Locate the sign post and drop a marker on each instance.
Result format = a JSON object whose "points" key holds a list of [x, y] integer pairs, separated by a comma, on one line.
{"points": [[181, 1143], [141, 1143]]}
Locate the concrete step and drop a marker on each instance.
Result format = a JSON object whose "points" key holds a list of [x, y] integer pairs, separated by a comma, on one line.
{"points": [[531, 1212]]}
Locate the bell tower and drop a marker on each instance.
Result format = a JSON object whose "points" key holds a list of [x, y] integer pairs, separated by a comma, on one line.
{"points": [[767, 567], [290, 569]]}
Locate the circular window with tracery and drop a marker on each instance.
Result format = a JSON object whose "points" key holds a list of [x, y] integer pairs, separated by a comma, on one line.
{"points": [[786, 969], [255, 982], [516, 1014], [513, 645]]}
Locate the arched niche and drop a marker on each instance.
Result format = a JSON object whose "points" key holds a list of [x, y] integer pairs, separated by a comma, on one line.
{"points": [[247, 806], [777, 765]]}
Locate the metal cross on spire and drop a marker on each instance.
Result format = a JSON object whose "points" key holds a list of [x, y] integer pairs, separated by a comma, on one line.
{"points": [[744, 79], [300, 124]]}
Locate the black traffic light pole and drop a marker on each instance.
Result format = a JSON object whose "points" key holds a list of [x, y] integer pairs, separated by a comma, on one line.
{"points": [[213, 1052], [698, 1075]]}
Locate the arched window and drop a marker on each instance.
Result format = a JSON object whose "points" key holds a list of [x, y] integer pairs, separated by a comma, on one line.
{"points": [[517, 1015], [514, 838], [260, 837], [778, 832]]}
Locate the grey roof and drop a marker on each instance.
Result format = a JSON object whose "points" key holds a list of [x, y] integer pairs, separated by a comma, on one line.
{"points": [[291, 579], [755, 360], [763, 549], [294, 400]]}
================================
To do – Please copy every entry above word for word, line by line, with no changes.

Correct result –
Locate the sign post and drop a marker on each instance.
Result format = a JSON object whose "points" key holds a list of [x, y] integer pairs, separated by a comma, on one line.
{"points": [[181, 1143], [141, 1143]]}
Locate the concrete step and drop a marker on each instance.
Result format = a JSON object whose "points" key holds a list of [x, y] integer pairs, separated by a comma, on one line.
{"points": [[531, 1212]]}
Locate the bell tower and drop a marker on each instance.
Result format = a JSON object whose "points" key holds a list of [x, y] integer pairs, separated by a comma, on one line.
{"points": [[767, 567], [290, 569]]}
Locate the circular window with tracery and drop a marker on each instance.
Result format = a JSON object whose "points" key holds a list of [x, y] integer pairs, separated by a comma, on one line.
{"points": [[786, 969], [255, 982], [516, 1014], [513, 645]]}
Locate the arched niche and drop a marker on each instance.
Result format = a JSON object whose "points" key holds a list of [x, y] integer pairs, separated by a comma, on one line.
{"points": [[247, 806], [777, 765]]}
Locate the metal cross on spire and drop a marker on each instance.
Result format = a JSON object whose "points" key holds a list of [x, y] integer pairs, separated by a comma, on one line.
{"points": [[744, 79], [300, 124]]}
Locate the black traffic light pole and drop a marker on each instance.
Result format = a JSON object whose "points" key holds a list of [x, y] integer pairs, separated by a comma, on one line.
{"points": [[213, 1052], [698, 1075]]}
Locate the arched window and drop a marker on each instance.
Result format = a JSON object whose "points" key holds a list of [x, y] integer pairs, separated by a comma, on one line.
{"points": [[517, 1015], [514, 838], [260, 837], [778, 832]]}
Locate the grey roof and drop a marker on each instance.
Result format = a JSON object whose "points" key holds a list of [x, y] integer pairs, separated by a comma, on one line.
{"points": [[291, 579], [755, 360], [763, 549], [294, 400]]}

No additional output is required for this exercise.